▶ REQUIREMENT
Transcribe the records below line by line, exactly as they read.
==*==
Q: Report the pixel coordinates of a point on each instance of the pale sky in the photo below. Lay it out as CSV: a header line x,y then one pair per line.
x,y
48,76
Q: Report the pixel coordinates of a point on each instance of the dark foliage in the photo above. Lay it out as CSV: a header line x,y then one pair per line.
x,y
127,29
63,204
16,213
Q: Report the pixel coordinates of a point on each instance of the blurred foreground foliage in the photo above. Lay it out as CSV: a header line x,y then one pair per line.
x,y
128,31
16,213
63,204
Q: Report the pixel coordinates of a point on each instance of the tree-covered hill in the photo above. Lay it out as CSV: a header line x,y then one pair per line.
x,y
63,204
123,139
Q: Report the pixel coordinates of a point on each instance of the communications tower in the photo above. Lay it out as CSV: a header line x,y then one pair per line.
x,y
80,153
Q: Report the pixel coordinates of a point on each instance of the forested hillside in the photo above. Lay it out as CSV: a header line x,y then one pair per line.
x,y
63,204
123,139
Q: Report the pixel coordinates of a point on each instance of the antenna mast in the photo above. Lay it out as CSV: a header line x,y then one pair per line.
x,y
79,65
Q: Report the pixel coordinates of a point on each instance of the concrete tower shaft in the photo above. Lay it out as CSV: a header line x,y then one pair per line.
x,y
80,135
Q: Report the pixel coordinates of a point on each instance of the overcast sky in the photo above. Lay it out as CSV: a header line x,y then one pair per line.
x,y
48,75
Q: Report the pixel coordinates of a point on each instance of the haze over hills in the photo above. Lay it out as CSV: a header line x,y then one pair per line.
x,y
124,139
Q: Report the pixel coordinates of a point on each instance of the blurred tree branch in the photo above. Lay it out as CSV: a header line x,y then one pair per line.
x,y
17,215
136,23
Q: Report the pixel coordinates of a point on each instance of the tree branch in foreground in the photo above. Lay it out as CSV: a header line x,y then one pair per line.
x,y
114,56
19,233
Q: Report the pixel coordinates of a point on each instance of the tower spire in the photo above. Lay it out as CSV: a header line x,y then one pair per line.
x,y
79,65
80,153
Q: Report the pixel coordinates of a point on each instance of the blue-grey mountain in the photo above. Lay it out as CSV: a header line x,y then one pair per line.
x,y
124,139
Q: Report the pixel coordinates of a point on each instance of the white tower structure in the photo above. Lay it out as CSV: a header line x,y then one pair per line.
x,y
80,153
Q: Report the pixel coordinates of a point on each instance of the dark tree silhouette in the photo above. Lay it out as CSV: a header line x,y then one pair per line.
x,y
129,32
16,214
==*==
▶ SOLUTION FOR THIS TASK
Q: Report the pixel coordinates of a point on each instance of the pale sky in the photo below. Lay it out as CSV: a header line x,y then one pair per line.
x,y
48,76
Q: Report the pixel coordinates of a point on each instance of the dark foliage in the photo above. Lay it out as CSV: a header line x,y then one pair per line.
x,y
127,29
63,204
16,213
Q: Report the pixel coordinates of a point on each instance of the blurred foreground foliage in the photo above. Lay it out as CSV: a header line x,y then one pair per line.
x,y
128,31
16,213
63,204
Q: Report the pixel coordinates of a point on each instance of the tree-covered hill in the photo above. Lay it out as CSV: a header line x,y then one pair per line.
x,y
63,204
123,139
Q: Report the pixel coordinates of a point on each instance of the communications tower in the photo above. Lay it out as CSV: a header line x,y then one pair per line.
x,y
80,153
Q: Report the pixel coordinates of a point on each instance of the forested hillside in the photo above. Lay it out as CSV: a header line x,y then one pair per line.
x,y
63,204
123,139
Q: Report the pixel coordinates of a point on each instance of the antenna mast in the photo above. Lay it out as CSV: a header line x,y then one pair per line.
x,y
79,65
Q: Report the pixel coordinates of a point on each instance of the concrete tower shaft in the photo above. Lay it out as CSV: a header line x,y then one pair per line.
x,y
80,135
Q: Report the pixel coordinates of a point on each instance of the overcast sky in the photo above. Lay it out as CSV: a header line x,y then one pair per line.
x,y
48,75
Q: Report the pixel coordinates of a point on each instance of the haze over hills in the photo above. Lay it out as CSV: a header line x,y then one pair per line.
x,y
124,139
Q: Report the pixel coordinates of a point on each instance of the blurred tree branch in the photo above. Lay it out as CSV: a header line x,y then one pair per line.
x,y
17,215
136,23
Q: Report the pixel coordinates of a point on each instance of the tree branch in foreground in the photo above. Lay it out as CSV: a header line x,y then one pair per line.
x,y
114,56
19,233
Q: Report the pixel coordinates of a point on each instance of the tower spire in the photo above. Lay it out as CSV: a header line x,y then one pair per line.
x,y
79,65
80,153
Q: Report the pixel coordinates of a point on each instance of the blue-grey mountain in the photo above. Lay it out as CSV: a header line x,y then one pair per line.
x,y
124,139
Q: Report the pixel coordinates of a point on each instance of the white tower structure in the photo above. Lay it out as CSV: a header line x,y then one pair per line.
x,y
80,153
Q: Report the pixel coordinates of a point on each instance of the dark tree silhouette in the photo above. Lay it out as CSV: a header line x,y then one pair per line.
x,y
129,32
16,214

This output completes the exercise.